## Required action
Lines outside the range are not wanted. Give again exactly the lines between the line holding "TARGET = orange apron" and the line holding "TARGET = mountain range", inclusive, from the listing below.

══════════════════════════════

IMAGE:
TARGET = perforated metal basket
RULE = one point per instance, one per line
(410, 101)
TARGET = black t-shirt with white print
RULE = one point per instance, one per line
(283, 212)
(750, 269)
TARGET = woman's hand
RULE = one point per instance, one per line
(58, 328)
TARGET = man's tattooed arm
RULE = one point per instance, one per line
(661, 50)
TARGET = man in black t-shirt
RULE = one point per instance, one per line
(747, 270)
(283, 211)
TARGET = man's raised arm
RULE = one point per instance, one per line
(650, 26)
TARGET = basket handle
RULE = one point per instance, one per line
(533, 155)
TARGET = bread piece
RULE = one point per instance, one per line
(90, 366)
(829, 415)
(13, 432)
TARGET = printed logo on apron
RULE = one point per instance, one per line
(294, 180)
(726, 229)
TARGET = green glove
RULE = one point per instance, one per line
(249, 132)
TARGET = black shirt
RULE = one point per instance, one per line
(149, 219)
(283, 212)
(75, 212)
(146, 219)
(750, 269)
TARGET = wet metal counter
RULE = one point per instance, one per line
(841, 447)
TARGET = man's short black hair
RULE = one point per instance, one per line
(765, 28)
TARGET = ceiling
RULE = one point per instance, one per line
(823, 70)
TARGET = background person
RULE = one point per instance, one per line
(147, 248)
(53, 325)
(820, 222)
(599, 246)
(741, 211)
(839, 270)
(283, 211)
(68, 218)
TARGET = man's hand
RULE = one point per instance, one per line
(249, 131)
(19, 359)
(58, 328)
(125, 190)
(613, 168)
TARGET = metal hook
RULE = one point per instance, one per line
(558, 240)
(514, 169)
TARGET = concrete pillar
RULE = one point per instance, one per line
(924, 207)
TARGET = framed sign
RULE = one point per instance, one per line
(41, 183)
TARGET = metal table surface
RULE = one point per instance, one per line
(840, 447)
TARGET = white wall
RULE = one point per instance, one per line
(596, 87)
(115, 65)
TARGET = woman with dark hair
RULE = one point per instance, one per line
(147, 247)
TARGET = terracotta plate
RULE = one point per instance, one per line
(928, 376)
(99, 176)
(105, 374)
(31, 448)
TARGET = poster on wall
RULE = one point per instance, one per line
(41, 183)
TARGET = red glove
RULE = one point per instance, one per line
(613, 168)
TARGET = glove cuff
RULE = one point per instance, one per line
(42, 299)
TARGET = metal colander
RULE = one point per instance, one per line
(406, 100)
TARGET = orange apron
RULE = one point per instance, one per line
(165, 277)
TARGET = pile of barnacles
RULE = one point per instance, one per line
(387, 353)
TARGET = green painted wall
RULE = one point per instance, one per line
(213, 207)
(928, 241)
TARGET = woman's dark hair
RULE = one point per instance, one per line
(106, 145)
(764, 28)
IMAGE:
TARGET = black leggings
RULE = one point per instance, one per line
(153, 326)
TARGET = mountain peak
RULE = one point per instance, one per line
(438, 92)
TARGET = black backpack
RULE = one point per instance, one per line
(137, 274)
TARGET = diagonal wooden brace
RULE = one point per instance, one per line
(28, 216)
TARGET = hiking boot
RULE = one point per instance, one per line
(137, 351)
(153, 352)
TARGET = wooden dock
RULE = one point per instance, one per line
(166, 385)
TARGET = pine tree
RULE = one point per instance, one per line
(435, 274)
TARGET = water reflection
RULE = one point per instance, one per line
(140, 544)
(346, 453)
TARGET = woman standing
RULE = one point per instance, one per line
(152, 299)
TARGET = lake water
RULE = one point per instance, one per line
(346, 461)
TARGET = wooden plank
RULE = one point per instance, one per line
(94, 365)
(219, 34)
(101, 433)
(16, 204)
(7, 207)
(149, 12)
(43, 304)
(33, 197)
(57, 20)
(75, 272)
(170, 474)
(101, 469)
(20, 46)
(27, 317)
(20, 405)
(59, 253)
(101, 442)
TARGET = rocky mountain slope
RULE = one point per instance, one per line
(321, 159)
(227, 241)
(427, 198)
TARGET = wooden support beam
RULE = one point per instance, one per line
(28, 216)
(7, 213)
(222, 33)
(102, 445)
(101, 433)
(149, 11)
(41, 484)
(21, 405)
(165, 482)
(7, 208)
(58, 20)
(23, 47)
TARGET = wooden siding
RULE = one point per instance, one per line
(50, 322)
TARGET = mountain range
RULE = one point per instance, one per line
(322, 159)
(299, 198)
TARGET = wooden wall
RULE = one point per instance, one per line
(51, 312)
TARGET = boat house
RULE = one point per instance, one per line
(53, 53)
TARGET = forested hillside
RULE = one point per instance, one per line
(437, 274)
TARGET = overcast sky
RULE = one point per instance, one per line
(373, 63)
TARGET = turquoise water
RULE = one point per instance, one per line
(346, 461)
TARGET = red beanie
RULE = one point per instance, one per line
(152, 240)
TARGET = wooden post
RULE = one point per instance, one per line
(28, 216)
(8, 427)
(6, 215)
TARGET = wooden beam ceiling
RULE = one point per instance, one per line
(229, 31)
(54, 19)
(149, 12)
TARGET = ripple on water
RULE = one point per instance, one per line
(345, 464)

══════════════════════════════

## Exercise output
TARGET = orange apron
RULE = one point per instance, one per line
(165, 277)
TARGET = pile of barnacles
RULE = one point per instance, one per line
(387, 353)
TARGET = green painted wall
RULE = one point per instance, one per line
(213, 207)
(928, 241)
TARGET = woman's dark hair
RULE = one point per instance, one per line
(106, 145)
(764, 28)
IMAGE:
TARGET = black leggings
RULE = one point per instance, one per line
(153, 326)
TARGET = mountain peak
RULE = one point per instance, one per line
(438, 92)
TARGET = black backpack
RULE = one point per instance, one per line
(137, 274)
TARGET = diagonal wooden brace
RULE = one point per instance, one per line
(28, 216)
TARGET = hiking boot
RULE = one point per instance, one per line
(137, 351)
(153, 352)
TARGET = wooden dock
RULE = one point per instance, one per line
(166, 385)
TARGET = pine tree
RULE = one point per instance, one per line
(435, 274)
TARGET = water reflection
RULE = one point per instance, one per line
(140, 544)
(346, 453)
TARGET = woman standing
RULE = one point per instance, one per line
(152, 299)
TARGET = lake water
RULE = one point per instance, one per line
(346, 461)
TARGET = wooden plank
RULE = one point per instance, one per line
(94, 365)
(219, 34)
(101, 433)
(16, 204)
(7, 207)
(149, 12)
(43, 304)
(33, 197)
(57, 20)
(75, 272)
(170, 474)
(101, 469)
(20, 46)
(27, 317)
(20, 405)
(59, 253)
(101, 442)
TARGET = rocky mountain slope
RULE = one point per instance, one per line
(321, 159)
(227, 241)
(427, 198)
TARGET = wooden support beam
RULE = one point per instance, one per line
(28, 216)
(7, 213)
(222, 33)
(102, 445)
(101, 433)
(149, 11)
(41, 484)
(21, 405)
(165, 482)
(7, 208)
(58, 20)
(23, 47)
TARGET = wooden siding
RULE = one point per instance, one per line
(50, 322)
TARGET = mountain range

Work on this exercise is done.